TASK INSTRUCTIONS:
Return each line of the items below that contains the word "black", copied unchanged.

MATERIAL FOR THE TASK:
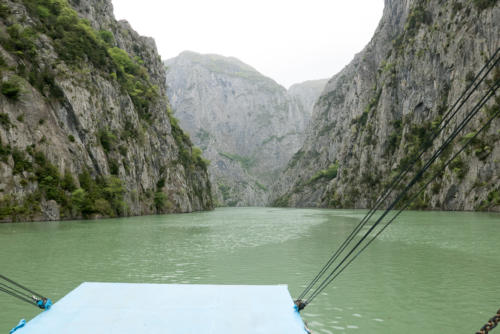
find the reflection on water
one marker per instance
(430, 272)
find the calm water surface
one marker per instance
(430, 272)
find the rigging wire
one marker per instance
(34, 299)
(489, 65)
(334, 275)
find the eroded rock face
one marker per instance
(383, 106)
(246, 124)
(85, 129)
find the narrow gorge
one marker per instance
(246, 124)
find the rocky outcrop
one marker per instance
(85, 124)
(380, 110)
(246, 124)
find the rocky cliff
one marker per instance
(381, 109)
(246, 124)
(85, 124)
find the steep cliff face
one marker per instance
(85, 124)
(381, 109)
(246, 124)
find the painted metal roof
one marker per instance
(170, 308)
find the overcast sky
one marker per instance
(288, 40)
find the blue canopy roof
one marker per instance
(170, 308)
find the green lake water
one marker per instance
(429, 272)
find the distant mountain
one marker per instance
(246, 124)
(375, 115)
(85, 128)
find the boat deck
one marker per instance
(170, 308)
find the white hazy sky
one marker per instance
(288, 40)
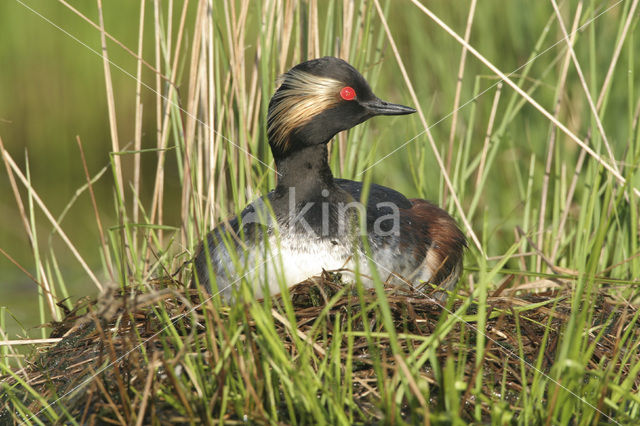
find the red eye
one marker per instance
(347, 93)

---

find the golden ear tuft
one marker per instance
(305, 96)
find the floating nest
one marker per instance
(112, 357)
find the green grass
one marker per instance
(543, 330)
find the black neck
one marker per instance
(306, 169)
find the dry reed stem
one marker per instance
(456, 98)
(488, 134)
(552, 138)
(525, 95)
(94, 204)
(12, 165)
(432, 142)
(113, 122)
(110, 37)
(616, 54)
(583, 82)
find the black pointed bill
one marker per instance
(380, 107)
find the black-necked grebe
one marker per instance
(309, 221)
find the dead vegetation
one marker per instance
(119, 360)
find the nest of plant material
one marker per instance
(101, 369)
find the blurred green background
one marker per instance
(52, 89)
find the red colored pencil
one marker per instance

--

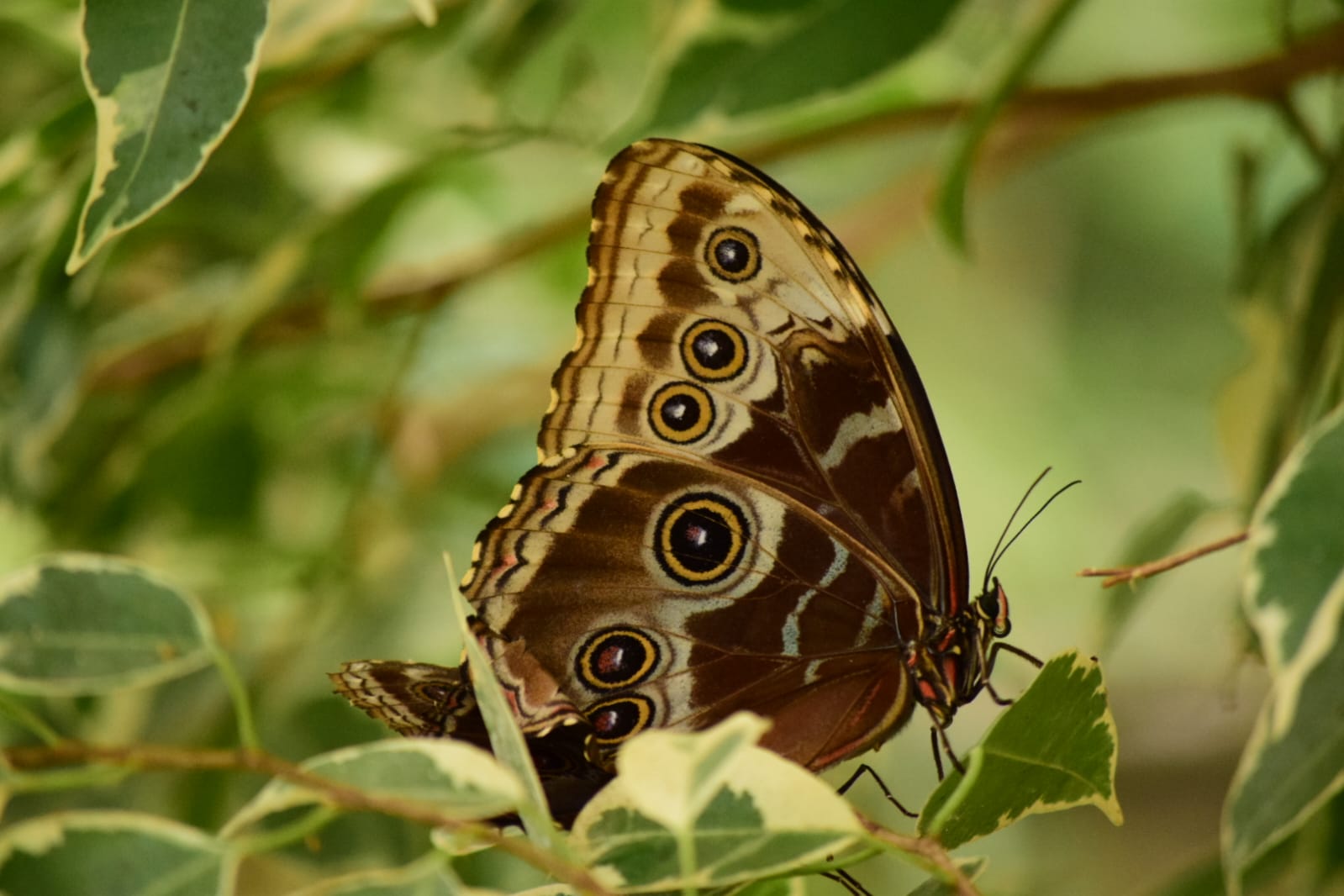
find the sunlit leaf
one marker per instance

REPLY:
find the black neck
find the black pointed bill
find the black-necked grebe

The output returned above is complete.